- WORK ORDER:
Restate each record word for word, from the first to the last.

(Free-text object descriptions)
◆ ◆ ◆
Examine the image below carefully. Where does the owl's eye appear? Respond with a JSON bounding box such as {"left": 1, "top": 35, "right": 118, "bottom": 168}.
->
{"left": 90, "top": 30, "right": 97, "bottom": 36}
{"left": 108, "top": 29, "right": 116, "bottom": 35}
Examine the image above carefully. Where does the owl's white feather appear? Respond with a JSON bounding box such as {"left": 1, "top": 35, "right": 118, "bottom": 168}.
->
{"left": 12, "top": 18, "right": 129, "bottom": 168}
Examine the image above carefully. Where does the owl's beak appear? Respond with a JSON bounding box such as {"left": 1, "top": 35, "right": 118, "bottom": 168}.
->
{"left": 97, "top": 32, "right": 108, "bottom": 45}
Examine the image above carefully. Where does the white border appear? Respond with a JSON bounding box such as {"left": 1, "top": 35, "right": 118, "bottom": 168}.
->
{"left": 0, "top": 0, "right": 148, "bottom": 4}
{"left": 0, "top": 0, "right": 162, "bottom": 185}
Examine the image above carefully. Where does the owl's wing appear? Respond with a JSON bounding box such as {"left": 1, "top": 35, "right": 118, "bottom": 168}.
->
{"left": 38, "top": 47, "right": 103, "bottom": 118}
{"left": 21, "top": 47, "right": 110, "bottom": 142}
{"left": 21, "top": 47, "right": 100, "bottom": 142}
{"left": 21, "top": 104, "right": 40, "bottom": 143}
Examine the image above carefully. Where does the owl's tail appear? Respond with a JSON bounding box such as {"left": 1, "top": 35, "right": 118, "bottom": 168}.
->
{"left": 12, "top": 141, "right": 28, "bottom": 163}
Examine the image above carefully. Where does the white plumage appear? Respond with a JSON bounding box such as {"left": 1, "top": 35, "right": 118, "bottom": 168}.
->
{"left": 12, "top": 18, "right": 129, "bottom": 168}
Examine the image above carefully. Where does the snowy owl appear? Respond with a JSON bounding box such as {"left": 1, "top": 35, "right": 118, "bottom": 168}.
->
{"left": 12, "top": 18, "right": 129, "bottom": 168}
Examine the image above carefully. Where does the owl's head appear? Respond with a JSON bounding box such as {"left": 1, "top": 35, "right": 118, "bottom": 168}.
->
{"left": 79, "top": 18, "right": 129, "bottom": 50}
◆ ◆ ◆
- EXERCISE RESPONSE:
Examine the image below carefully. Where does the owl's eye appear? Respond with a JSON bounding box such as {"left": 1, "top": 35, "right": 118, "bottom": 168}.
->
{"left": 90, "top": 30, "right": 97, "bottom": 36}
{"left": 108, "top": 29, "right": 116, "bottom": 35}
Examine the image above carefully. Where does the owl's white feather appear? Respond with a JSON bounding box such as {"left": 1, "top": 35, "right": 118, "bottom": 168}.
->
{"left": 12, "top": 18, "right": 129, "bottom": 168}
Examine the image above carefully. Where does the owl's beak appear? Respond with a JSON bounding box such as {"left": 1, "top": 35, "right": 118, "bottom": 168}.
->
{"left": 97, "top": 32, "right": 108, "bottom": 45}
Examine the image above carefully. Where does the white border appear? Respond with a JSON bounding box such as {"left": 1, "top": 35, "right": 118, "bottom": 168}.
->
{"left": 0, "top": 0, "right": 148, "bottom": 4}
{"left": 0, "top": 0, "right": 162, "bottom": 185}
Examine the image above carefully. Where does the owl's wing appear? Respond with a JSON bounding box such as {"left": 1, "top": 35, "right": 118, "bottom": 168}.
->
{"left": 38, "top": 47, "right": 103, "bottom": 118}
{"left": 21, "top": 47, "right": 110, "bottom": 142}
{"left": 21, "top": 47, "right": 100, "bottom": 142}
{"left": 21, "top": 104, "right": 40, "bottom": 143}
Examine the image above carefully. Where does the owl's tail appear? Respond with a JSON bounding box such as {"left": 1, "top": 35, "right": 118, "bottom": 168}.
->
{"left": 12, "top": 141, "right": 28, "bottom": 163}
Examine the image above carefully. Where does the white plumage appear? Respond with a JSON bounding box such as {"left": 1, "top": 35, "right": 118, "bottom": 168}.
->
{"left": 12, "top": 18, "right": 129, "bottom": 168}
Examine the image above carefully. Where does the snowy owl appear? Respond with a JSON bounding box such as {"left": 1, "top": 35, "right": 118, "bottom": 168}.
->
{"left": 12, "top": 18, "right": 129, "bottom": 168}
Examine the image above carefully. Where does the owl's head appear? Respond with a JSON bounding box such as {"left": 1, "top": 35, "right": 118, "bottom": 168}.
->
{"left": 79, "top": 18, "right": 129, "bottom": 50}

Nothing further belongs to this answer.